*** Exercise passage ***
In the two seasons following, both MYER Fashions on the Field and The Ned Prix de Fashion were held online with clubs, sponsors and competitors rallying hard to ensure the competitions were not forgotten amidst the unrest of the pandemic.
While they were a different take on the usual format of a FITF event, these online competitions have proven to hold their place with the kiwi results from this month’s MYER FOTF runway competition at Flemington showing that those competitors who prove themselves in the online space most definitely have the talent to compete among the best on the (actual) stage.
One could describe Laura Campbell as one of our most versatile FITF entrants – not only winning a runway edition of The Ned Prix de Fashion in 2018 but going on to become the first person to win the national sash twice after taking out the competition again in 2021 where it was held online for the first time.
Like Katie, Laura’s prize included a trip to Melbourne to compete at Flemington – a prize that, thanks to the support of the Victoria Racing Club, could also be put on hold until ‘in person’ racedays and travel could resume.
In another ‘sister act’, Eleanor Campbell won New Zealand’s coveted title – nine years after her sister Claudia took the win. She too won a package with the Victoria Racing Club as per of her prize.
It was thus with baited breath as our country’s FITF followers watched the scenes of the runway unfold at Flemington last week with not one, but two of our national titleholders competing with the best (due to unforeseen circumstances, Katie O’Neill was unable to travel to Melbourne to compete) and boy did they do us proud!
Fast-forward to Melbourne Cup Day and Eleanor blew us away, stopping all in their tracks as she donned her winning outfit from The Ned Prix de Fashion and took to the runway. In maintaining the family connection, it was a great thrill to see not only Eleanor but her supportive and equally stylish mother Anna, both be named among the day’s finalists.
To then hear Eleanor’s name be called out as one of the day’s Top 3 was such a thrill, as was seeing both Laura and Eleanor included in a Vogue story about the day’s best style.
With a day’s break in between, Oaks Day was upon us.
*** End of Exercise passage ***
### Required tasks
1 > Return the part of the Fashions on the Field passage that opens with the words containing "One could describe" and closes with "of her prize.", copied exactly.
2 > Resume the Fashions on the Field passage after its last sentence and carry it forward.
The records that follow have nothing to do with the Fashions on the Field passage.
*** Material shown ***
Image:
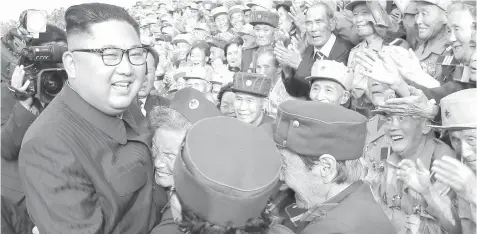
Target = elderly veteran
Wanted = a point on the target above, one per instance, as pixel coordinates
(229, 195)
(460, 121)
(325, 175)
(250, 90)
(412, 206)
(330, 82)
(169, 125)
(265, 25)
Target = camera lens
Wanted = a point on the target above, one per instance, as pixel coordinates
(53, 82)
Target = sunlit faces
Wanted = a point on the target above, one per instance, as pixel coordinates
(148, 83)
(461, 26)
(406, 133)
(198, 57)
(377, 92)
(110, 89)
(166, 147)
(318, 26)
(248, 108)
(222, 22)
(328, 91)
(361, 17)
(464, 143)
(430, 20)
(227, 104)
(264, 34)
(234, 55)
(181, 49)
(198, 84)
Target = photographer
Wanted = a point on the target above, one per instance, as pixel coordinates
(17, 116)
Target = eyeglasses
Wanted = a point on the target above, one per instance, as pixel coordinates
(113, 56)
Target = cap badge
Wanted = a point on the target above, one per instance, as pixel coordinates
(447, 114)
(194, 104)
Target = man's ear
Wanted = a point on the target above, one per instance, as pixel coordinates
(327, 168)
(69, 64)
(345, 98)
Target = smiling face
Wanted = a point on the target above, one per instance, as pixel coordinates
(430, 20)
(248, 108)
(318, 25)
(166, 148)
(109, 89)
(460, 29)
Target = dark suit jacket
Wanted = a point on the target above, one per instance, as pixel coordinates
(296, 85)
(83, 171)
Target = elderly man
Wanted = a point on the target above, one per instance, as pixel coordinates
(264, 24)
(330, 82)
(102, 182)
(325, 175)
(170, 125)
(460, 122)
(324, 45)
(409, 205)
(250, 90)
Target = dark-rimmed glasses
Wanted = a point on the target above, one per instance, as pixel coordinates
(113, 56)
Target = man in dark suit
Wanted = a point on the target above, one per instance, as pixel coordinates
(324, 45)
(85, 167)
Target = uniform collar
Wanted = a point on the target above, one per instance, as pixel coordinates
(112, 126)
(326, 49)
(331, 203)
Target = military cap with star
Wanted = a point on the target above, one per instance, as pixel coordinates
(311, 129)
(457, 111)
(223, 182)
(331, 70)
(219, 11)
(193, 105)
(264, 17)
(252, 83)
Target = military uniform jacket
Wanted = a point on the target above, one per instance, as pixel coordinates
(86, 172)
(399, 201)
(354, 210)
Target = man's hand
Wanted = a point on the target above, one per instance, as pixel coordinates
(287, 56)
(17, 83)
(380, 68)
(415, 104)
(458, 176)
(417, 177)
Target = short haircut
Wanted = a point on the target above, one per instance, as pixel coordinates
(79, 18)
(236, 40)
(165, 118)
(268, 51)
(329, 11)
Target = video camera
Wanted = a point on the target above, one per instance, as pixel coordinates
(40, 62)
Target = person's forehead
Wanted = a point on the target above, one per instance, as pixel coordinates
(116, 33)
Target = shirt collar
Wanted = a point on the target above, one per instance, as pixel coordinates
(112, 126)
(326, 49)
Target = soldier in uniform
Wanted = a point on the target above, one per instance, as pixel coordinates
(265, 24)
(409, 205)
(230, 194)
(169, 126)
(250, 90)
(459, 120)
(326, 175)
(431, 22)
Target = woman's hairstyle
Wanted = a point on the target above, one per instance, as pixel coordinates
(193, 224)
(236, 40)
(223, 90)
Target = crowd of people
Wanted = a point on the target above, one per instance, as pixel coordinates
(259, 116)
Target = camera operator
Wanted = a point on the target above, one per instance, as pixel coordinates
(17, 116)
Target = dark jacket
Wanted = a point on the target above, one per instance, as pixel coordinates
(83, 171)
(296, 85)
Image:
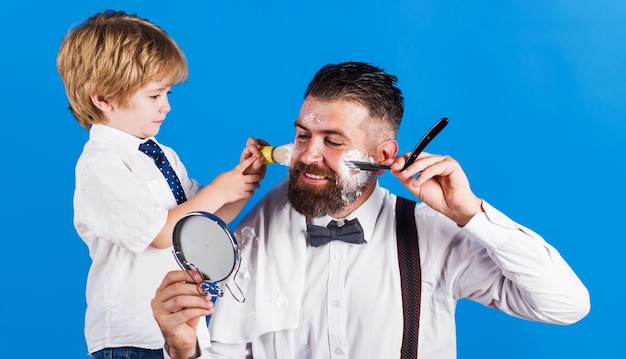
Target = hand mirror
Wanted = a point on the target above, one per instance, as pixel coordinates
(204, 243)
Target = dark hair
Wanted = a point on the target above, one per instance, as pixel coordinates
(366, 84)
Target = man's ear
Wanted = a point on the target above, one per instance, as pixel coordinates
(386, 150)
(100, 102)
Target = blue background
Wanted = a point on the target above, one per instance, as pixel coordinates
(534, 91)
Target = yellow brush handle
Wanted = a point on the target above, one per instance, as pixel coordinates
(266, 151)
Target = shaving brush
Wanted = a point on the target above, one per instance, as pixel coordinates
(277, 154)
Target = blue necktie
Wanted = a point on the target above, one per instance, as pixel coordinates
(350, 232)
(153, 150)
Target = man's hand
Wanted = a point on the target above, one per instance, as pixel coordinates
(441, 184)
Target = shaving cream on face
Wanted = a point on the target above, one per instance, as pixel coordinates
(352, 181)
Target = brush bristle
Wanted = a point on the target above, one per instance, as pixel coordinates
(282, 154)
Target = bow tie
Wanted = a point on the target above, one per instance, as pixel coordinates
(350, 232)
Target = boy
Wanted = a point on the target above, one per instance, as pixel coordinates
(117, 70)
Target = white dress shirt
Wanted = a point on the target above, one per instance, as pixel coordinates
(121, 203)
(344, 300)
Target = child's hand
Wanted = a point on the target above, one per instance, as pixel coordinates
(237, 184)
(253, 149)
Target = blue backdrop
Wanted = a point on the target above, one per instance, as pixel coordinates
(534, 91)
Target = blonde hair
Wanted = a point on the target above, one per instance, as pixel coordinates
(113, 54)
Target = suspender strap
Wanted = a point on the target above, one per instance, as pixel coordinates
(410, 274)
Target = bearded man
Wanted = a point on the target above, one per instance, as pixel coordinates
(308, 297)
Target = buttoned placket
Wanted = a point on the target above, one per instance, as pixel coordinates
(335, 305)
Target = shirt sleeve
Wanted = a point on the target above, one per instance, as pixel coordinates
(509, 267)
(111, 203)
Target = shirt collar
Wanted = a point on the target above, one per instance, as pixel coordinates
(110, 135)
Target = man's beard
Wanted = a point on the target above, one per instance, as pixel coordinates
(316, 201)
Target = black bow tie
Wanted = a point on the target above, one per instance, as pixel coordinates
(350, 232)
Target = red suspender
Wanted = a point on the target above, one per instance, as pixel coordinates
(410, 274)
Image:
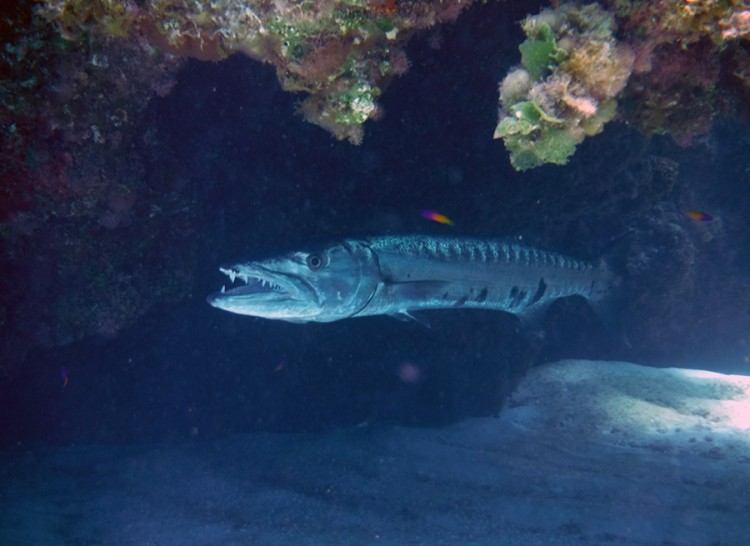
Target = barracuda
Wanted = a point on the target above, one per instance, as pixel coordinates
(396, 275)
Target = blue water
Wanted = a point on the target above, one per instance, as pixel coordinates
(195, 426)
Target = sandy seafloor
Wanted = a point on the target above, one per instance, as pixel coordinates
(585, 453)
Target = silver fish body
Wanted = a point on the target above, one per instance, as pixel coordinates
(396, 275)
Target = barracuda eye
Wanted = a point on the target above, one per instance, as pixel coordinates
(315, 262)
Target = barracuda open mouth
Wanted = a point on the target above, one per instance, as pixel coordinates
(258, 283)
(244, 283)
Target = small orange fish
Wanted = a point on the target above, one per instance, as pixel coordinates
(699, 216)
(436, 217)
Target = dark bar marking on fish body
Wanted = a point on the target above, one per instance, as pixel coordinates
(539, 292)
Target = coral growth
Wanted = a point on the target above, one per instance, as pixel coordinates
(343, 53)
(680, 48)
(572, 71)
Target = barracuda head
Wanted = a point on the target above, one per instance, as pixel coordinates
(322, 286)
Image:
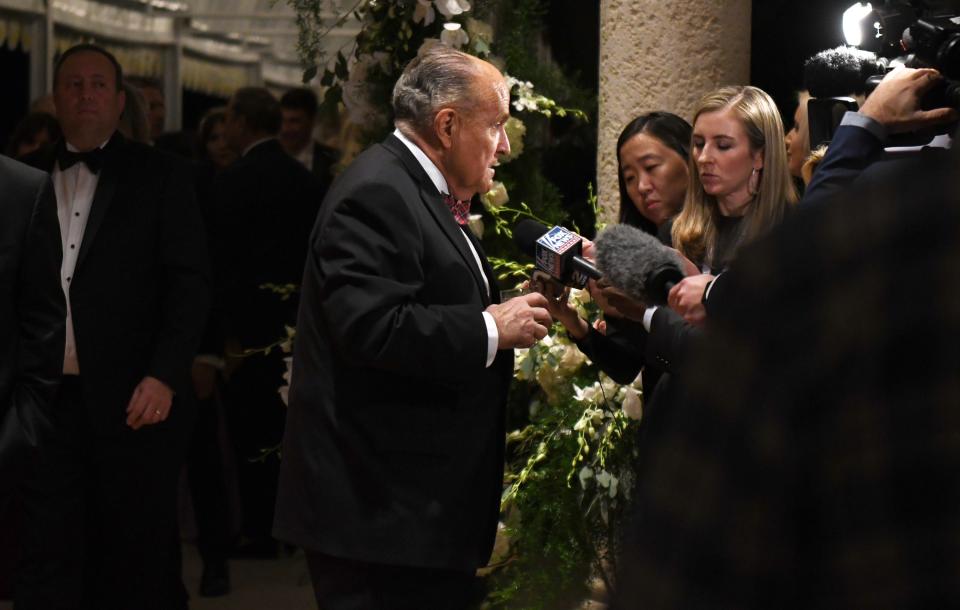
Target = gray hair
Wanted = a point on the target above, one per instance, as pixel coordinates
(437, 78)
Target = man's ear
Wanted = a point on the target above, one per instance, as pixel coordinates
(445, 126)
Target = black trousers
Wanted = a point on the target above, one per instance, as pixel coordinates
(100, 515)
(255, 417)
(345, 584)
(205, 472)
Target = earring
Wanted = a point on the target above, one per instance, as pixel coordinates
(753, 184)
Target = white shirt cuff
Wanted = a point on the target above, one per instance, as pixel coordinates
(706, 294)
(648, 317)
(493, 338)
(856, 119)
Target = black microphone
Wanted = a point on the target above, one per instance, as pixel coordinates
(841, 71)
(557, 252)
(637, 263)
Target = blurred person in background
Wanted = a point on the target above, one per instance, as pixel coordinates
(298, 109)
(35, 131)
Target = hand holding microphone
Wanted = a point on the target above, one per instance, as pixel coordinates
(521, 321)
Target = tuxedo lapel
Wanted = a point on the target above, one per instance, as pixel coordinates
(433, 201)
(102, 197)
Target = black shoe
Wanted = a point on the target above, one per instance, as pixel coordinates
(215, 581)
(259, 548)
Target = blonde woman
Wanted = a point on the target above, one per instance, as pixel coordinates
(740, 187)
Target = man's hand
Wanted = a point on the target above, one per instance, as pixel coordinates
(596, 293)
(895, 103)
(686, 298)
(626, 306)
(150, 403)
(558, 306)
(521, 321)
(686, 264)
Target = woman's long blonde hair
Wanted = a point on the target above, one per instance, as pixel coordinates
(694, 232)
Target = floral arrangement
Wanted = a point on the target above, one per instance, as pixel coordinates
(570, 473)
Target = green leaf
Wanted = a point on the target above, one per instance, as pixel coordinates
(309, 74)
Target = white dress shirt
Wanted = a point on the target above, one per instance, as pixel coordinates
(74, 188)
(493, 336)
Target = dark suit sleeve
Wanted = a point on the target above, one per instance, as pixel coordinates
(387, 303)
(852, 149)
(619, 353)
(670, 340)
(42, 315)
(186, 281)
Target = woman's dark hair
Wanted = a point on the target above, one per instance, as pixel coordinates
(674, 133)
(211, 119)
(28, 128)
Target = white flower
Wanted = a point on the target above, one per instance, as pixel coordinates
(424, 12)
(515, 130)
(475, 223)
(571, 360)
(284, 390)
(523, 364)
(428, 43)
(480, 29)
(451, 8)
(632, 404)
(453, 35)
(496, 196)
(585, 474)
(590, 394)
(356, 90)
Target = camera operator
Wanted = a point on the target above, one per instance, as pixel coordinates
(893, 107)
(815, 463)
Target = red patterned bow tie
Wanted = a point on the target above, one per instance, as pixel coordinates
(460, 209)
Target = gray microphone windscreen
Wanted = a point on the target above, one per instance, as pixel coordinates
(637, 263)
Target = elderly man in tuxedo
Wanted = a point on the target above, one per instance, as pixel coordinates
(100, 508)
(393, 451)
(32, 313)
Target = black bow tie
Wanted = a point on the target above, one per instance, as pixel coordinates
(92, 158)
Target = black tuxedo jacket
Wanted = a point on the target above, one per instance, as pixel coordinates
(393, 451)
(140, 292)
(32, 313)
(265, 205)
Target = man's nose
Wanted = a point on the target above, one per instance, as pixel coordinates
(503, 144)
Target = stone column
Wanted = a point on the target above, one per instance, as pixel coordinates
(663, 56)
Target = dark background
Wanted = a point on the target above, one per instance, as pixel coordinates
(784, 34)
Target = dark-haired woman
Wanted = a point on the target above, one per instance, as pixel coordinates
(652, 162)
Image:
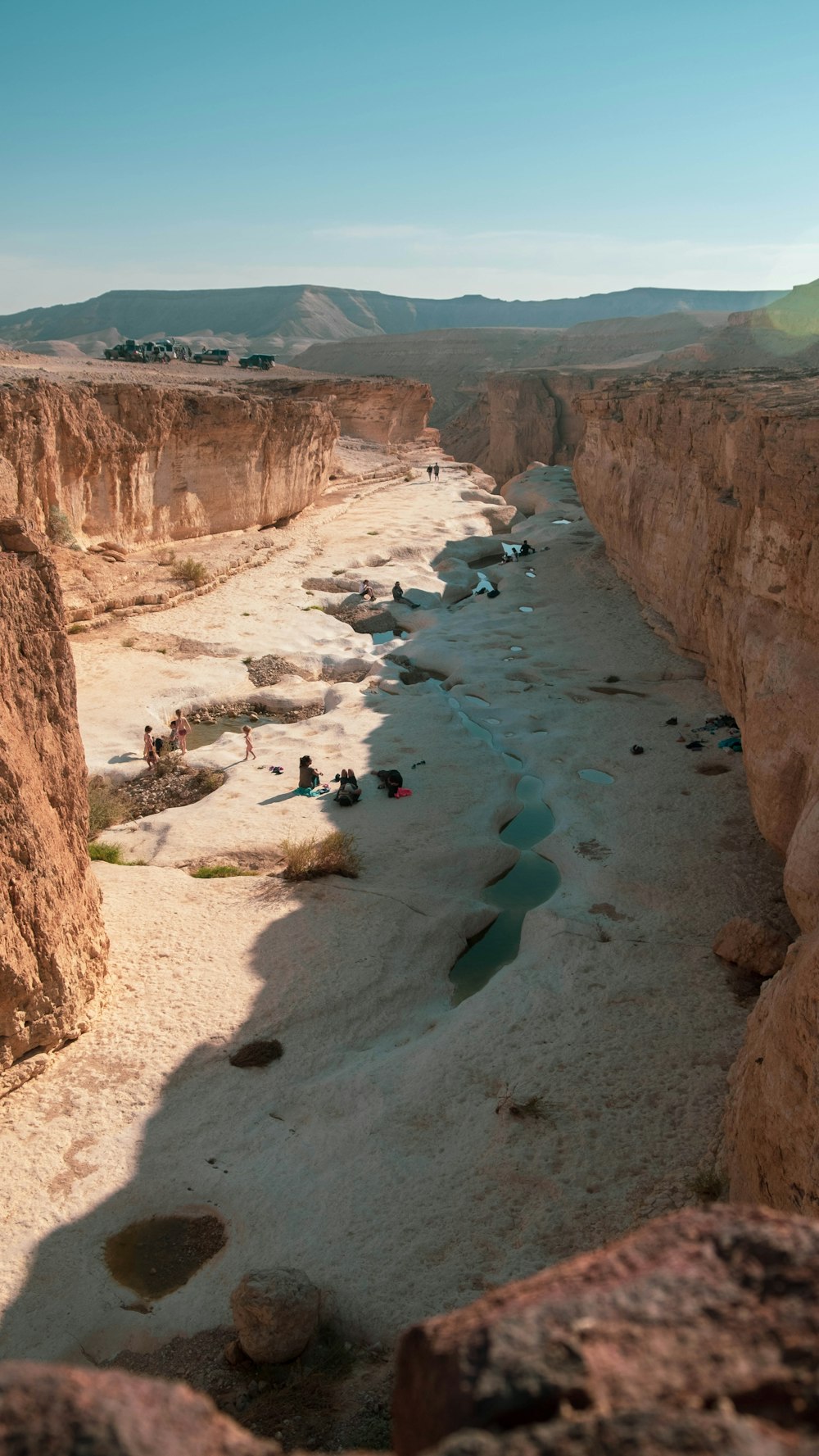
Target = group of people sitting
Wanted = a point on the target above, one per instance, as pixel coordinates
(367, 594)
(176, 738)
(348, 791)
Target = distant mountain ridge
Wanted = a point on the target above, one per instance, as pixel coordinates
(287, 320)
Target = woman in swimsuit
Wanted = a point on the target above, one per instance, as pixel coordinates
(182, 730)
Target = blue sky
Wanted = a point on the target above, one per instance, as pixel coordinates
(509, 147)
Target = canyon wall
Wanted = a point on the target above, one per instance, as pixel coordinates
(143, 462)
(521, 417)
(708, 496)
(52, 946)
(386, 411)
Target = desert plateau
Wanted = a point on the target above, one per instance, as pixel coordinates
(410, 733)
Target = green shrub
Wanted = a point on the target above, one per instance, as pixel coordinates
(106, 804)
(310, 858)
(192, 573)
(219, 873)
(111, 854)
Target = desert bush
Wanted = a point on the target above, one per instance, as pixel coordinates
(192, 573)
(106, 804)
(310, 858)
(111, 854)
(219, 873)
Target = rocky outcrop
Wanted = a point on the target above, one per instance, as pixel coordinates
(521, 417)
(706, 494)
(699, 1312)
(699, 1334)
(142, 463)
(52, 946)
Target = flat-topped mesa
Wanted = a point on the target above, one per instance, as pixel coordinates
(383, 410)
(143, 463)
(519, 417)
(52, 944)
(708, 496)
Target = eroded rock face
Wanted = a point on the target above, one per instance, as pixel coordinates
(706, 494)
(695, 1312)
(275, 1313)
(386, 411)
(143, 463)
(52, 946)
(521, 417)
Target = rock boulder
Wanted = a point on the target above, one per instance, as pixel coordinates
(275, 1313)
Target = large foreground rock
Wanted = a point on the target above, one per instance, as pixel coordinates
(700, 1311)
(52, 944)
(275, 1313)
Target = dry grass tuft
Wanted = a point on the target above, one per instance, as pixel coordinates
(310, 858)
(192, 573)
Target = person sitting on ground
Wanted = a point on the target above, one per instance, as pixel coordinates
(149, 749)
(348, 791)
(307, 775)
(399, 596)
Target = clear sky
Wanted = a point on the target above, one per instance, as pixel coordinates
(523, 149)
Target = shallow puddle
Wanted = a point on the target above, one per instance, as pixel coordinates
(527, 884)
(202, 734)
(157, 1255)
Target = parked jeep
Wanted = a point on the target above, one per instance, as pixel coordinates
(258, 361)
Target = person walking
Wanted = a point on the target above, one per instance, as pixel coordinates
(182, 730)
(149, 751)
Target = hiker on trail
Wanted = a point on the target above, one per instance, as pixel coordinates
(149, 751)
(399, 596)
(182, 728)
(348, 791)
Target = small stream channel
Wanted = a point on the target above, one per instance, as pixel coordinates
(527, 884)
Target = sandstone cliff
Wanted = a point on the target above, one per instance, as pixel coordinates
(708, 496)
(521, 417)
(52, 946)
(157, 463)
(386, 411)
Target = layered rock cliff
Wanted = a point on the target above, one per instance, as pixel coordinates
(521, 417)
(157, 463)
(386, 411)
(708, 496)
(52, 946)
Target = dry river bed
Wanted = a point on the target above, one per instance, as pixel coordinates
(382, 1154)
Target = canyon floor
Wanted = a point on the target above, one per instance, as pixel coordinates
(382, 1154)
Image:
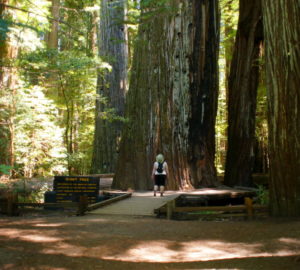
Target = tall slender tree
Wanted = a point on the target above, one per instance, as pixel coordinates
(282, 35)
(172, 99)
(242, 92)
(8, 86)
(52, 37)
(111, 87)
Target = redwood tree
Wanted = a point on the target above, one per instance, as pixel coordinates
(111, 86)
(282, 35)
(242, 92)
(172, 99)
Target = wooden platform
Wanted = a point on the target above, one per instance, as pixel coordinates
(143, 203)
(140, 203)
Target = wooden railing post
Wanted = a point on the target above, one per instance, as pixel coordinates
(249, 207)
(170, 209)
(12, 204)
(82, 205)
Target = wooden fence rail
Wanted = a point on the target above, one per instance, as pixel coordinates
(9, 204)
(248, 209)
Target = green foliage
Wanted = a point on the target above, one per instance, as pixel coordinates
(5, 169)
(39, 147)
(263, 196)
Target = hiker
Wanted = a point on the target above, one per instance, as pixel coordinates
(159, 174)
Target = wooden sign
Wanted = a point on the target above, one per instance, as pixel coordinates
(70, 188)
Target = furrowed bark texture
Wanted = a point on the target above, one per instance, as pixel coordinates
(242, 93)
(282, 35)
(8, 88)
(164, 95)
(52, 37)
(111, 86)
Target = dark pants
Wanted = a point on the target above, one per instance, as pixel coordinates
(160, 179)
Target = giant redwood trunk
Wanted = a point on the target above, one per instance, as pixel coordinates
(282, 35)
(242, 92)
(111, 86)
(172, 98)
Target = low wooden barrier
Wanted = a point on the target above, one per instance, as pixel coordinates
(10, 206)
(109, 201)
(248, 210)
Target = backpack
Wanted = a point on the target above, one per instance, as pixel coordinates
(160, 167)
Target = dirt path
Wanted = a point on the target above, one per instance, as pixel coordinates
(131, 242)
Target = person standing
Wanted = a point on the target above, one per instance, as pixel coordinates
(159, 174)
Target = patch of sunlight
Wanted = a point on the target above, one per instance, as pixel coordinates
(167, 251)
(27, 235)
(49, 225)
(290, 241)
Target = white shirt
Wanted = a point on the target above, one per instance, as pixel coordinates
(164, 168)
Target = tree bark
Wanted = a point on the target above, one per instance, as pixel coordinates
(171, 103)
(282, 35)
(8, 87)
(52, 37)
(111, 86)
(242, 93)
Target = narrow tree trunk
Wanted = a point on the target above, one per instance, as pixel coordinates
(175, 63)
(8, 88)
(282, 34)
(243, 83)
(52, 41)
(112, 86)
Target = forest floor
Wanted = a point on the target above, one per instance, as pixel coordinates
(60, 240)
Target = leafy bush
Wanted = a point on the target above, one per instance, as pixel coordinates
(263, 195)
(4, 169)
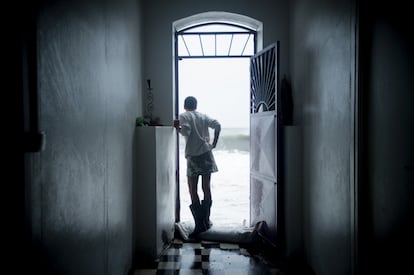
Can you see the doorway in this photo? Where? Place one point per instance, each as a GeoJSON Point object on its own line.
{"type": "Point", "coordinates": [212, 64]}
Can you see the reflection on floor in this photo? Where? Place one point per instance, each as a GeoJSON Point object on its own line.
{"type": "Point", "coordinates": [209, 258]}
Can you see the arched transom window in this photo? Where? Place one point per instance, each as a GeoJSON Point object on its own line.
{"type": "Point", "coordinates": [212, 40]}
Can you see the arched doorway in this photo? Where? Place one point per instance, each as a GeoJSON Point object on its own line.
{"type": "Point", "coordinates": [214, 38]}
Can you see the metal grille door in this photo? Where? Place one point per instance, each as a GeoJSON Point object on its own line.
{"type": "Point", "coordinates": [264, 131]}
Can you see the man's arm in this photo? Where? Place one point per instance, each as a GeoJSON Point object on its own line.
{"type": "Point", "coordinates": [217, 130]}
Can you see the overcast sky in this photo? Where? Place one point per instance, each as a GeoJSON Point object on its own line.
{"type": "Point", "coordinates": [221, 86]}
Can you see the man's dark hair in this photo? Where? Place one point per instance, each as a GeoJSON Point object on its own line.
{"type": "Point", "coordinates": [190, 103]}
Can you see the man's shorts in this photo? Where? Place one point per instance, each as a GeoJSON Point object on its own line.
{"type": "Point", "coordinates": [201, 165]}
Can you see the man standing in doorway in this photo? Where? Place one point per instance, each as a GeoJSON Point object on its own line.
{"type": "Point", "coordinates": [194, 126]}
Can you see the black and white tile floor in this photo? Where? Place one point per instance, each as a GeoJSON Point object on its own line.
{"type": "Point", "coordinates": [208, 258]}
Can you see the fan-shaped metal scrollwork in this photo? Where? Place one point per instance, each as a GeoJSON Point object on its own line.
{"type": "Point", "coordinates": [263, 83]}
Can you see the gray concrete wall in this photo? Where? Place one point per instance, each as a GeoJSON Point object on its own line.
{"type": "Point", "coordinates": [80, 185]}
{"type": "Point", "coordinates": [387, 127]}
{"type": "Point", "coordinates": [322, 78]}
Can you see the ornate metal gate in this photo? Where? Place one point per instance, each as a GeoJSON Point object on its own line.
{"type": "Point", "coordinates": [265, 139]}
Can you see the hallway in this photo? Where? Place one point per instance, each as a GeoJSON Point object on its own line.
*** End of Material shown ***
### Answers to the tasks
1 >
One could describe Laura Campbell as one of our most versatile FITF entrants – not only winning a runway edition of The Ned Prix de Fashion in 2018 but going on to become the first person to win the national sash twice after taking out the competition again in 2021 where it was held online for the first time.
Like Katie, Laura’s prize included a trip to Melbourne to compete at Flemington – a prize that, thanks to the support of the Victoria Racing Club, could also be put on hold until ‘in person’ racedays and travel could resume.
In another ‘sister act’, Eleanor Campbell won New Zealand’s coveted title – nine years after her sister Claudia took the win. She too won a package with the Victoria Racing Club as per of her prize.

2 >
A day of femininity and glamour, Laura Campbell once again wowed us on the runway in a gorgeous vintage-inspired outfit that most definitely stood out from the pack due to its eye-catching orange colour tone and interesting shape that was a break-away from what we’d otherwise been seeing. Laura made it into not only the final, but the Top 3 of the Oaks Day competition – meaning she would be joining Eleanor in the overall competition final!
To have had our two most recent winners of The Ned Prix de Fashion make it to this final was no mean feat, particularly when our competition – which seeks to find our country’s best dressed racegoer – comes from a comparatively small entry pool and has been based off an online competition for the past two seasons. While we have always had the faith that an online competition will still find the ‘best of the best’, the past week’s results have really proven that point. The status of our kiwi competition was also buoyed by the fact that it also had 2010 winner Kelli Odell amongst the finalists too.
And so it was that while Laura nor Eleanor were announced among the overall Top 3, they did us all so, so proud. Particularly so when you see that those who did secure make it to being announced as Australia’s Top 3 best dressed racegoers came from the same qualifying competitions our kiwi contenders placed in, showing just how tough the level of competition was on the days they placed.
So what’s next? For New Zealand, there’s a season of qualifying competitions ahead for The Ned Prix de Fashion – a competition we hope that, based off the results of its past winners, will provide added inspiration and drive to this year’s finalists who should truly see themselves as being able to sashay their style among the best.
Good luck to those entering – we mean it when we say we can’t wait to see what you all come up with!